**DOCUMENT EXCERPT:**
____________

Hearing loss is usually irreversible because there's no way to grow back the necessary outer and inner ear sensory cells once they've been killed off. But we may have started on the path to change, thanks to new research in mice.
Scientists have discovered a single master gene that's able to regulate whether ear hair cells into the outer or inner types required to restore hearing. That's a significant step forward in being able to actually carry this out in the lab.
The master gene is called TBX2. Through experiments on mice, the team found that when it's expressed, ear hair cells become inner hair cells; when it's blocked, ear hair cells become outer hair cells. It's a crucial toggle switch.
"Our finding gives us the first clear cell switch to make one type versus the other," says neuroscientist Jaime García-Añoveros from Northwestern University in Chicago. "It will provide a previously unavailable tool to make an inner or outer hair cell. We have overcome a major hurdle."
As the researchers look to translate their findings into an actual workable cell development process, a "gene cocktail" will be required: the ATOH1 and GF1 genes to make a cochlear hair cell from a non-hair cell, and TBX2 to pick an outer or inner hair cell. Also playing a part is INSM1, a transcription factor important for the creation of outer hair cells.

____________

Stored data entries

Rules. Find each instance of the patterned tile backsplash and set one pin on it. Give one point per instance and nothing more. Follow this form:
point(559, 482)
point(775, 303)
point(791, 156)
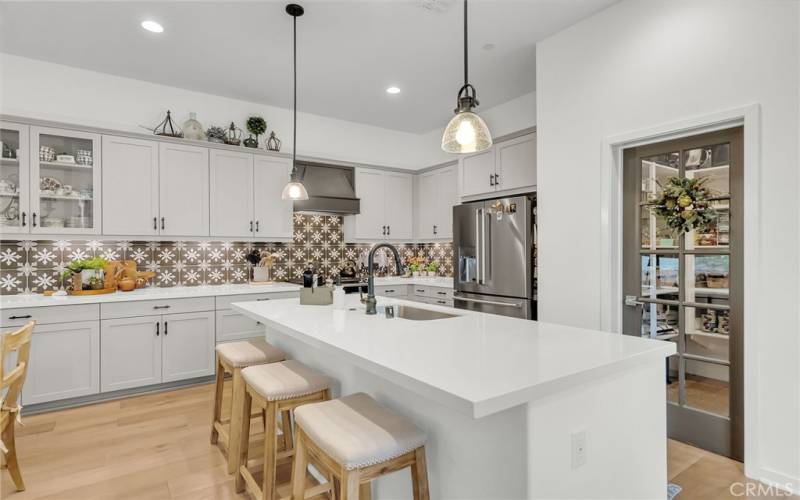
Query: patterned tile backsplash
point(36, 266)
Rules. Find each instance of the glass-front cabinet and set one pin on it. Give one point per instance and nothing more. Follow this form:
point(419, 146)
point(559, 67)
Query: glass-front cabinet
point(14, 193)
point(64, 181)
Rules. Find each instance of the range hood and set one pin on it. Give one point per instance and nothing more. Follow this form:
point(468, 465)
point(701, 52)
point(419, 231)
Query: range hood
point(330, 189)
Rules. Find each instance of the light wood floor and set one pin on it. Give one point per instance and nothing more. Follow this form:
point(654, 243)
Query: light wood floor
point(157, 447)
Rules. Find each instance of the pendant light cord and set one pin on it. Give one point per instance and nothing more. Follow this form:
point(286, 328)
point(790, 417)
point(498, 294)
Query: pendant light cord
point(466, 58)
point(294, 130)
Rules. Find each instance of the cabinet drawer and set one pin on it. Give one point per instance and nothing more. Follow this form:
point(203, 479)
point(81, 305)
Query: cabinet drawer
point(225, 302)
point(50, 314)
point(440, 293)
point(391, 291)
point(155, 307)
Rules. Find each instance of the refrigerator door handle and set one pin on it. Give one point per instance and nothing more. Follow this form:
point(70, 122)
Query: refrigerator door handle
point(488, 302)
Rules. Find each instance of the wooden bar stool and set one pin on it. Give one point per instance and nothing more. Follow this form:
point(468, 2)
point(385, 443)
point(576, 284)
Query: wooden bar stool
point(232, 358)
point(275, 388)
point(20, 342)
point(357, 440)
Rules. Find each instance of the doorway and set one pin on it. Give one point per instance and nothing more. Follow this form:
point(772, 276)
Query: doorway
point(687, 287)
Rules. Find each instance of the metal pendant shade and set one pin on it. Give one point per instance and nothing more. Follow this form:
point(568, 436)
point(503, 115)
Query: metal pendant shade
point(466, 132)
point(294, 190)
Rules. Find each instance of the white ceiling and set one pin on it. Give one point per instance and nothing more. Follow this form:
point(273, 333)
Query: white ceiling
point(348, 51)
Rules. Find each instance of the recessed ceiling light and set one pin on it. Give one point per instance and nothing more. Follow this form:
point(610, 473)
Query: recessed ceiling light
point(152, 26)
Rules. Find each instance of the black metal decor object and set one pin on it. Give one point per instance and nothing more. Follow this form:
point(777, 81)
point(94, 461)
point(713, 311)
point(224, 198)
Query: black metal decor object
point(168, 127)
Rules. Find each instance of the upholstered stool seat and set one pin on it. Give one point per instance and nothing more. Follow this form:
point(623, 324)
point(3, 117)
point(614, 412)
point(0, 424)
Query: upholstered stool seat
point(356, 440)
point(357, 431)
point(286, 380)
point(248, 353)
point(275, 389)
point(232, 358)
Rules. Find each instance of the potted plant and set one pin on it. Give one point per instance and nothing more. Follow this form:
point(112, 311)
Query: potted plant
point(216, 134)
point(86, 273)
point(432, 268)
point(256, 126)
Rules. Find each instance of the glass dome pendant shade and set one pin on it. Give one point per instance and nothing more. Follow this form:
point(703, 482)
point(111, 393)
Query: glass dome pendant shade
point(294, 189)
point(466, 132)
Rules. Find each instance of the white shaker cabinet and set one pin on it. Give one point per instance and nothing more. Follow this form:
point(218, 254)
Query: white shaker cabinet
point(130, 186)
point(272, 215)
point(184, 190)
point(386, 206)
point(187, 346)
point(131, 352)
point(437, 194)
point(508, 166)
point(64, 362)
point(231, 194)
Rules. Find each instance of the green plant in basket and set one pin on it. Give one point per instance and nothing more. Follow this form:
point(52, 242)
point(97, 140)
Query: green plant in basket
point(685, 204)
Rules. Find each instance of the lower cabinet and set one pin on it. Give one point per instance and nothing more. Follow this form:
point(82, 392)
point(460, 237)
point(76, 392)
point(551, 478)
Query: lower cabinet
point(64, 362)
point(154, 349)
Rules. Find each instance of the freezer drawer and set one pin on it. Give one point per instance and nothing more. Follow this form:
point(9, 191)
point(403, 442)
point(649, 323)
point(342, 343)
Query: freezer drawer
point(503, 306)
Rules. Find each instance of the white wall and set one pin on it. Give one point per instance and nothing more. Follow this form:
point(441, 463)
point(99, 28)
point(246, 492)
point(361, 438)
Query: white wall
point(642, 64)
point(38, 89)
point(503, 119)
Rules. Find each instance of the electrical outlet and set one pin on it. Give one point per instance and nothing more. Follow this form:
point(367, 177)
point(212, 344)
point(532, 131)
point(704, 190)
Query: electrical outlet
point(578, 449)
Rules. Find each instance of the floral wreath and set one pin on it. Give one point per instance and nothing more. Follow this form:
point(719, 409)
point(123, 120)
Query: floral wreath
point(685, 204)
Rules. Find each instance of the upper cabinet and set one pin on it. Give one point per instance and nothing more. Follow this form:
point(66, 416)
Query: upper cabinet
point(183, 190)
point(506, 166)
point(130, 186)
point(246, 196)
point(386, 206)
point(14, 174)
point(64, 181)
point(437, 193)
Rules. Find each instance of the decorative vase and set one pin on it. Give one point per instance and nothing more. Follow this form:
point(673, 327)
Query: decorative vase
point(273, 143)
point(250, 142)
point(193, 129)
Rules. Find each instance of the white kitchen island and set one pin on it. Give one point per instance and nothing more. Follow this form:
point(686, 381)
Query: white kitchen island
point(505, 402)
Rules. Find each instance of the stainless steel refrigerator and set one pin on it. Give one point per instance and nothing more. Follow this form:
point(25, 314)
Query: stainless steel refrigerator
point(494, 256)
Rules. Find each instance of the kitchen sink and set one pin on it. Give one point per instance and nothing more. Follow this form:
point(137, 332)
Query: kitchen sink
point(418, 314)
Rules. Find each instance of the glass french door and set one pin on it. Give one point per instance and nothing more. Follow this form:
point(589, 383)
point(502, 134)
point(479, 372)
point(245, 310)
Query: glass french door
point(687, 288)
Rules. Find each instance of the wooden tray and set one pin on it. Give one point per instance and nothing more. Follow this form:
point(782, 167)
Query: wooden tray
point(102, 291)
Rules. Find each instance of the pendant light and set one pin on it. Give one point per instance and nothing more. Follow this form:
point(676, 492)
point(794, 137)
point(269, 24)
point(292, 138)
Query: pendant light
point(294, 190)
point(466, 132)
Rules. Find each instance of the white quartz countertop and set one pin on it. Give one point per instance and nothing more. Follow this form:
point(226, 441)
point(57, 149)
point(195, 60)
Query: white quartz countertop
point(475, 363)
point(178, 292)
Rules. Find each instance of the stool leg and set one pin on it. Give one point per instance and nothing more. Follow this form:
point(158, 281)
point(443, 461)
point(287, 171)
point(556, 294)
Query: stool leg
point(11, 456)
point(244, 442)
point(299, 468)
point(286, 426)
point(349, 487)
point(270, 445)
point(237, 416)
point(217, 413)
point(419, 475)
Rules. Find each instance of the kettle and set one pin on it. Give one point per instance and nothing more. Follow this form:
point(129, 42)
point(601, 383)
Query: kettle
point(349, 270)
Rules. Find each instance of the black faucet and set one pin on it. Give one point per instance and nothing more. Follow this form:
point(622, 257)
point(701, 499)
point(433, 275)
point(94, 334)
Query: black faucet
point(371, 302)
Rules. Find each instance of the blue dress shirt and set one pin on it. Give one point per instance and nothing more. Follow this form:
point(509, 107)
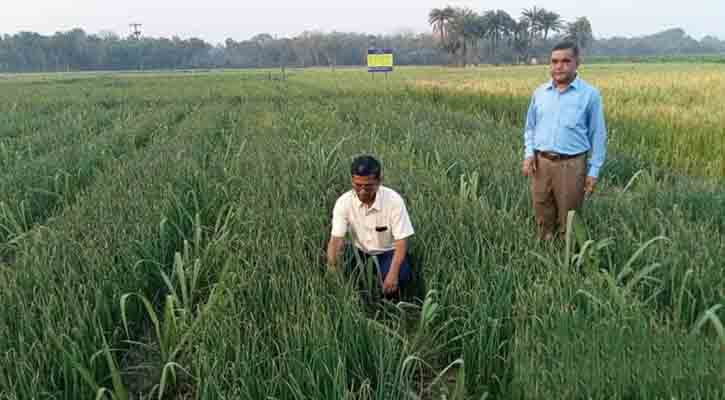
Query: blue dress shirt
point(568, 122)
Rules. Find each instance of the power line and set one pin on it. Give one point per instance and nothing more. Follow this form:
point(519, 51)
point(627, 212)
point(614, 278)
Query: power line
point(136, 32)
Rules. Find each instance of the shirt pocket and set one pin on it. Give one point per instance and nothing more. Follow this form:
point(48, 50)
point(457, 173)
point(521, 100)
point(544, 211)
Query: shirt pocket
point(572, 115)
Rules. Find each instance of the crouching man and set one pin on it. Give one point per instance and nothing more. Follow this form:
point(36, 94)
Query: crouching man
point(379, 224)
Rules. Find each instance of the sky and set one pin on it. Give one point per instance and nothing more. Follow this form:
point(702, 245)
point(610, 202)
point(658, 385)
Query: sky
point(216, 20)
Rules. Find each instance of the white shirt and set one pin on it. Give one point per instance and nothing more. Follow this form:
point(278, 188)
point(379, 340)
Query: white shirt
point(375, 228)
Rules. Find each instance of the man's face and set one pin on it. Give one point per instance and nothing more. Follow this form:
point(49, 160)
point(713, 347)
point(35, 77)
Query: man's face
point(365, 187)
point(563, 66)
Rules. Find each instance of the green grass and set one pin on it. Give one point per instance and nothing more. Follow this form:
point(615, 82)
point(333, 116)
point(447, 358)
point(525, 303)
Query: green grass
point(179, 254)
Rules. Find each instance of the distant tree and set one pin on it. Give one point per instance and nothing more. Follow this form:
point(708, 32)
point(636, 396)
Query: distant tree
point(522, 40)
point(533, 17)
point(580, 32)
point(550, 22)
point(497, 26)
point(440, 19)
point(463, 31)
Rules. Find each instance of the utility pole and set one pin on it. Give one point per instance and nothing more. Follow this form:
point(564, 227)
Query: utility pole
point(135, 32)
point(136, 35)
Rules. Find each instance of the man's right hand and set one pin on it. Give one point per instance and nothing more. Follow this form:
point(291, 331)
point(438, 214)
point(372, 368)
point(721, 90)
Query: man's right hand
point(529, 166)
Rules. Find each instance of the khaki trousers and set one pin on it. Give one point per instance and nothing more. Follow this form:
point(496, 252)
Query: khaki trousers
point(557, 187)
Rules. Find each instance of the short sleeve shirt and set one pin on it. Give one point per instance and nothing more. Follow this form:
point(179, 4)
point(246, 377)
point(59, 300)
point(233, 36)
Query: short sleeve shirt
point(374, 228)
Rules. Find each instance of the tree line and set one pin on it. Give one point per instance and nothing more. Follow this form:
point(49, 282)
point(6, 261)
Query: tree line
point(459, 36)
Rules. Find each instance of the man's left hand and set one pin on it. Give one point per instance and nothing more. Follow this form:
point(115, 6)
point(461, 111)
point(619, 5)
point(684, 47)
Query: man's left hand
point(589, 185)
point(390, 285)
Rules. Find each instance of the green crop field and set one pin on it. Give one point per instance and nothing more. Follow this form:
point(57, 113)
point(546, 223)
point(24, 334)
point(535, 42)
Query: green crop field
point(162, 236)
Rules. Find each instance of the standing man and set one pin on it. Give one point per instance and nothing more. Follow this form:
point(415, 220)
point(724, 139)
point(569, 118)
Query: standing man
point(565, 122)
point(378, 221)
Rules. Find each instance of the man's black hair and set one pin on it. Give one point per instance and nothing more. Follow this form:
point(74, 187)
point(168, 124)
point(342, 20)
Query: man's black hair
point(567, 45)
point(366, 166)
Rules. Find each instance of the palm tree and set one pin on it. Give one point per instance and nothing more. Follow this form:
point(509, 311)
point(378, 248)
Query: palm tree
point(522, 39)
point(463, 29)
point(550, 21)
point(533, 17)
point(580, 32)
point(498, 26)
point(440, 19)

____________

**WORK REQUEST 1:** Update the hearing loss text from "Scientists have discovered" through "in the lab.", swapping "master gene" for "control gene".
**WORK REQUEST 2:**
Answer these questions from the hearing loss text:
(a) What is the master gene called?
(b) Which university is neuroscientist Jaime García-Añoveros from?
(c) Which transcription factor is important for the creation of outer hair cells?

**TASK SOLUTION 1:**
Scientists have discovered a single control gene that's able to regulate whether ear hair cells into the outer or inner types required to restore hearing. That's a significant step forward in being able to actually carry this out in the lab.

**TASK SOLUTION 2:**
(a) TBX2
(b) Northwestern University in Chicago
(c) INSM1